§ Task prompt:
Rewrite the rows below, replacing "positive clicks" with "foreground clicks" throughout and leaving everything else unchanged.

______

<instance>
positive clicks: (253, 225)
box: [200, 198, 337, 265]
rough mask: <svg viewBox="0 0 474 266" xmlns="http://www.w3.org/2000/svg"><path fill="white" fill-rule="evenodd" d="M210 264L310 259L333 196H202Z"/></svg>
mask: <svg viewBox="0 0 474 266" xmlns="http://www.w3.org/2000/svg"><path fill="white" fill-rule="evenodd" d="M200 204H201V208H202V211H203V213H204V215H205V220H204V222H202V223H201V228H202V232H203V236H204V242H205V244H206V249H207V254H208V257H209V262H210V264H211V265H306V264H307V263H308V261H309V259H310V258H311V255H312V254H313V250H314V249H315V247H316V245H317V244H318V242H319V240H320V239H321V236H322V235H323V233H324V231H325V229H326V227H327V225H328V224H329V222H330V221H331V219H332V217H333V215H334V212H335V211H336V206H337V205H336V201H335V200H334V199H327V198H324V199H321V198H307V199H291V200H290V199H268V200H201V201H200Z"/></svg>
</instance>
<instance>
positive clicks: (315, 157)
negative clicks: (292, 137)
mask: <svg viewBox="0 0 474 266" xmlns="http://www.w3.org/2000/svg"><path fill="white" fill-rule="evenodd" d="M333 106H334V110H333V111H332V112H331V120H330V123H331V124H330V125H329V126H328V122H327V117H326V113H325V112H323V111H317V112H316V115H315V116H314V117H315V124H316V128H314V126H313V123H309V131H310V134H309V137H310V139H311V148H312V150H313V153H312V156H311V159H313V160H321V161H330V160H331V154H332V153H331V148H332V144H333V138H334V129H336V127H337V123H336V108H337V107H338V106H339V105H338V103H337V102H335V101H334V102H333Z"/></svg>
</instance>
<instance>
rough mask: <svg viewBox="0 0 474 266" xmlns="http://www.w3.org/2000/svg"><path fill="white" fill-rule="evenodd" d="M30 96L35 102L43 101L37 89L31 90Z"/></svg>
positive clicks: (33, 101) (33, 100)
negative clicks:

______

§ Task result:
<instance>
foreground clicks: (253, 225)
box: [200, 198, 337, 265]
rough mask: <svg viewBox="0 0 474 266" xmlns="http://www.w3.org/2000/svg"><path fill="white" fill-rule="evenodd" d="M210 264L310 259L333 196H202Z"/></svg>
mask: <svg viewBox="0 0 474 266" xmlns="http://www.w3.org/2000/svg"><path fill="white" fill-rule="evenodd" d="M200 204H201V208H202V211H203V213H204V215H205V220H204V222H202V223H201V228H202V232H203V236H204V242H205V244H206V249H207V254H208V257H209V262H210V264H211V265H306V264H307V263H308V261H309V259H310V258H311V255H312V254H313V250H314V249H315V247H316V245H317V244H318V242H319V240H320V239H321V236H322V235H323V233H324V231H325V229H326V227H327V225H328V224H329V222H330V221H331V219H332V217H333V215H334V212H335V211H336V206H337V205H336V201H335V200H334V199H327V198H324V199H321V198H307V199H291V200H290V199H268V200H201V201H200Z"/></svg>
</instance>
<instance>
foreground clicks: (315, 157)
negative clicks: (292, 137)
mask: <svg viewBox="0 0 474 266" xmlns="http://www.w3.org/2000/svg"><path fill="white" fill-rule="evenodd" d="M333 106H334V110H333V111H332V112H331V120H330V123H331V124H330V125H329V126H328V122H327V117H326V113H325V112H323V111H317V112H316V115H315V116H314V117H315V124H316V128H314V126H313V123H309V131H310V134H309V137H310V139H311V148H312V150H313V153H312V156H311V159H313V160H321V161H330V160H331V154H332V153H331V148H332V144H333V138H334V129H336V127H337V123H336V108H337V107H338V106H339V105H338V103H337V102H335V101H334V102H333Z"/></svg>
</instance>
<instance>
rough mask: <svg viewBox="0 0 474 266" xmlns="http://www.w3.org/2000/svg"><path fill="white" fill-rule="evenodd" d="M30 96L35 102L43 101L37 89L31 90Z"/></svg>
foreground clicks: (33, 101) (33, 100)
negative clicks:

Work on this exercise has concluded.